MC 6460
Candidate
Lauren Burnett | Applied Math, University of Waterloo
Title
Wave Refraction Effects in High Intensity Focused Ultrasound
Abstract
High-Intensity Focused Ultrasound (HIFU) is a promising field of research being developed as an alternative to surgery and radiation therapy for the treatment of tumours. Within this field, many current methods of calculation/simulation use approximations rather than solve the Partial Differential Equation (PDE) directly. We consider the linear acoustic equation with and without damping for a material with spatially varying properties.
Our approach used spectral methods to manage the derivatives and solve the PDE. We started from the basics to tune our intuition for the problem. This allowed us to discuss some effects of phenomenological damping and to study the effects of wave reflection and refraction. Further, we were able to use these tools to investigate a possible cause of unexpected heating found clinically. To this end we used spectral numerical methods to solve the equation and applied stochastic analysis to examine the effects of variations in a few of the relevant parameters (sound speeds and the radius of an anomaly) on the outcome.
This model highlighted the fact that, due to the reflection and refraction of the ultrasound waves, more heating may occur inside obstacles in the treatment path than previously expected. The stochastic review found that discrepancies in the radius of the obstacle has a much larger impact on the outcome of the HIFU treatment than discrepancies in the parameters for the speed of sound in the various media. Thus more time and resources should be allocated to properly mapping and measuring the size and shape of obstacles in the treatment path as opposed to improving the exactness of the values for the speeds of sound.

### EXERCISE 1
Copy the passage of the abstract that opens with the words "This model highlighted" and closes with "speeds of sound.", putting "sound waves" in place of "ultrasound waves".
### EXERCISE 2
In the abstract, which kind of discrepancy has a much larger impact on the outcome of HIFU treatment than discrepancies in the speed-of-sound parameters?

### DATA EXCERPTS
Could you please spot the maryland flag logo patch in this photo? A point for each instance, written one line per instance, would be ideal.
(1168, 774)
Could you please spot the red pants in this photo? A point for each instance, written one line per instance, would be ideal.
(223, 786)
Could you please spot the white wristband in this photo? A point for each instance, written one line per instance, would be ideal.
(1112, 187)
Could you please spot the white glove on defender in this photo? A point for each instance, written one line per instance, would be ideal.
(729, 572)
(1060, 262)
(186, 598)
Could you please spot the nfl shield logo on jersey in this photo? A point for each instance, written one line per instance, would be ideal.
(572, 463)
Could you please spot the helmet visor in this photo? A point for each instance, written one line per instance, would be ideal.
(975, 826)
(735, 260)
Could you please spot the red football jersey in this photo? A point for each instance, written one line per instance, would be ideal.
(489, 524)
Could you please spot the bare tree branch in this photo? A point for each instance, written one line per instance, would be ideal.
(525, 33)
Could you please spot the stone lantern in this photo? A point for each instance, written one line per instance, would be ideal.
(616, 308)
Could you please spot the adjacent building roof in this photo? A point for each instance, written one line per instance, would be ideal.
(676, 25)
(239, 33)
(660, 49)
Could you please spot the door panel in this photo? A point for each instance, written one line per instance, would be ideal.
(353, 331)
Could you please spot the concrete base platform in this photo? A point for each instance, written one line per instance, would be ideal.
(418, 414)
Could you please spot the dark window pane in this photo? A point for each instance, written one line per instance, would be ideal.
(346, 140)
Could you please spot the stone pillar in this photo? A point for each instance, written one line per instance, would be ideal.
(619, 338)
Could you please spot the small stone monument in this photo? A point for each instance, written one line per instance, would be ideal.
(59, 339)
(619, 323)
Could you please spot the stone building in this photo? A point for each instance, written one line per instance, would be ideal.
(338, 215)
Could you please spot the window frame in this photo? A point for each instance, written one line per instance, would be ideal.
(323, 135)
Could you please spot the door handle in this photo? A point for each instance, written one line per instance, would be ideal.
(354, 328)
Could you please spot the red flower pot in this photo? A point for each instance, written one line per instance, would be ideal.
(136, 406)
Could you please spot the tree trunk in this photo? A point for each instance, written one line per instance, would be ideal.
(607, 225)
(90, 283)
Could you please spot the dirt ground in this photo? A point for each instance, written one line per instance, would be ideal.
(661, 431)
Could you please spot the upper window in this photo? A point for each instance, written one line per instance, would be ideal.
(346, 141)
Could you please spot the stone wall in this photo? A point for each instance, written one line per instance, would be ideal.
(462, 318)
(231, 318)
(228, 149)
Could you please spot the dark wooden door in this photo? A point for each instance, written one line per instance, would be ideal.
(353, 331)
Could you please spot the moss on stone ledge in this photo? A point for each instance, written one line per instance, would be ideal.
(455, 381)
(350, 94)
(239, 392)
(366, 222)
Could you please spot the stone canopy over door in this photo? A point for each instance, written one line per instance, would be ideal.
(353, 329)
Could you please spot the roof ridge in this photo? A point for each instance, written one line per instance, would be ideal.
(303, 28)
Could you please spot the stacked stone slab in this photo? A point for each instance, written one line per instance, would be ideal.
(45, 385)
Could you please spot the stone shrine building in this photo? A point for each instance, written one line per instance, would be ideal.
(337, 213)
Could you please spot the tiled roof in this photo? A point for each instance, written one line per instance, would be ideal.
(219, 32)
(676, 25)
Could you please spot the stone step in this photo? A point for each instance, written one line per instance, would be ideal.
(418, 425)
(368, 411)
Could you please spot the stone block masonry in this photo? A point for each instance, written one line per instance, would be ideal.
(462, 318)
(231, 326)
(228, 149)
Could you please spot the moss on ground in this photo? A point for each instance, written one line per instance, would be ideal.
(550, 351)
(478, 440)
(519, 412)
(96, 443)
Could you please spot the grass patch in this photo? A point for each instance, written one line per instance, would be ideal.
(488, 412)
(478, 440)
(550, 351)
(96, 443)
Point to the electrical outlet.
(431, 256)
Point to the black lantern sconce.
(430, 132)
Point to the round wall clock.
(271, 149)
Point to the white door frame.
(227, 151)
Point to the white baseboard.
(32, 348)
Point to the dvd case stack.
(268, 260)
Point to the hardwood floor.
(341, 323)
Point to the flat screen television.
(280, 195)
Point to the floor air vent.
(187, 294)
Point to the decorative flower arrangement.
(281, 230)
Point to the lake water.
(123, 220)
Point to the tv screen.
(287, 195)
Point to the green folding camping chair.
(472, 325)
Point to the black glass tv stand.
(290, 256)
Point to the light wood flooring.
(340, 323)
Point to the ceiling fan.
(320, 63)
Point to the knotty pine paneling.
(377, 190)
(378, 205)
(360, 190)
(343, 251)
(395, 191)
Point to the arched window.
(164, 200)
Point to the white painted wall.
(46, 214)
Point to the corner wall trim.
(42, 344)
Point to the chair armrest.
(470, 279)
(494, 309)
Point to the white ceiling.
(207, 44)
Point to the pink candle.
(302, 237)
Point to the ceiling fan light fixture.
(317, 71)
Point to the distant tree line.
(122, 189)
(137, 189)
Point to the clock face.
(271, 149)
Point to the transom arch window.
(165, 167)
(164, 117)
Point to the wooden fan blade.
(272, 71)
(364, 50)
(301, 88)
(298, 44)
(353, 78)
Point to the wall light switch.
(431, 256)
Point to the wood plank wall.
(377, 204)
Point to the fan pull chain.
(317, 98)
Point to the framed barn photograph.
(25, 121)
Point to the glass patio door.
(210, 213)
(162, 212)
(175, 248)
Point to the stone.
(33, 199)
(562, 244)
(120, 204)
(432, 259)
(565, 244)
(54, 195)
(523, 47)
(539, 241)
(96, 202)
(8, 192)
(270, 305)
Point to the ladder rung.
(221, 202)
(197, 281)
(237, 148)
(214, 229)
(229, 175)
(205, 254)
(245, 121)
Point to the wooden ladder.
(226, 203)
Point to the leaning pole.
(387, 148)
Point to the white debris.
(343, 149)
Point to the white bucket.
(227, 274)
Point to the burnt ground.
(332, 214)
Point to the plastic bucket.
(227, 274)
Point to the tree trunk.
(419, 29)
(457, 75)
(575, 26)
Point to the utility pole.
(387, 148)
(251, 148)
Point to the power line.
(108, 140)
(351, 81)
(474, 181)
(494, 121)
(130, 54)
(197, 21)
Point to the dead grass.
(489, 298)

### ANSWER SPACE 1
This model highlighted the fact that, due to the reflection and refraction of the sound waves, more heating may occur inside obstacles in the treatment path than previously expected. The stochastic review found that discrepancies in the radius of the obstacle has a much larger impact on the outcome of the HIFU treatment than discrepancies in the parameters for the speed of sound in the various media. Thus more time and resources should be allocated to properly mapping and measuring the size and shape of obstacles in the treatment path as opposed to improving the exactness of the values for the speeds of sound.

### ANSWER SPACE 2
Discrepancies in the radius of the obstacle.